TASK GOAL: Retype the material below word for word, keeping every line unchanged.

Entries pointing to labeled objects:

········

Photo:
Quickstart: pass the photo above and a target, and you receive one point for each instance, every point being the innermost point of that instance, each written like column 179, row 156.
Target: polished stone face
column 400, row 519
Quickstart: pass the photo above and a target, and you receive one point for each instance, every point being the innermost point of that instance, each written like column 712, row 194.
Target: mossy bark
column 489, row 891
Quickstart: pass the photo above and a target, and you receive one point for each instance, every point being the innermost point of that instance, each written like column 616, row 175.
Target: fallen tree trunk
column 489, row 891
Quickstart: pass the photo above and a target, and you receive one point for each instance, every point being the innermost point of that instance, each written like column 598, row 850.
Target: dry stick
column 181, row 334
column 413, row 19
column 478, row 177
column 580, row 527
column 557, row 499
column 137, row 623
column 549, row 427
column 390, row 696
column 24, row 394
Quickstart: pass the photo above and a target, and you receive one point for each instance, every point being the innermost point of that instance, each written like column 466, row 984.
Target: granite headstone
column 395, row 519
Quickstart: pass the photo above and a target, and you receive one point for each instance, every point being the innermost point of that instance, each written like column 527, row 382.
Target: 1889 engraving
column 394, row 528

········

ANSWER TO THIS EXERCISE:
Photo:
Quickstart: pass the photo above and a target, and you receive one point for each instance, every point being the innermost point of that instance, each written like column 179, row 156.
Target: polished stone face
column 400, row 519
Quickstart: pass the photo above and a target, and you receive one point for each instance, every point being the innermost point of that instance, each written like column 712, row 194.
Target: mossy bark
column 489, row 891
Quickstart: pass the photo above and a target, and you receive one point for each instance, every point being the innermost point of that instance, each written like column 616, row 175.
Target: fallen tree trunk
column 489, row 891
Quickstart: pass the photo above and a target, and you receive one point for each instance, every point being the innermost point of that instance, each written like column 598, row 850.
Target: dry stick
column 181, row 334
column 413, row 19
column 478, row 177
column 580, row 527
column 557, row 499
column 137, row 623
column 549, row 427
column 390, row 696
column 24, row 394
Quickstart: pass the photo above and a target, and you receive one point for each instance, every point being the innermost point of that instance, each written like column 466, row 984.
Target: granite headstone
column 395, row 519
Quickstart: pass the photo above and a target, and you receive one point for each instance, every point being the innermost point of that instance, each written like column 527, row 382.
Target: 1889 engraving
column 394, row 528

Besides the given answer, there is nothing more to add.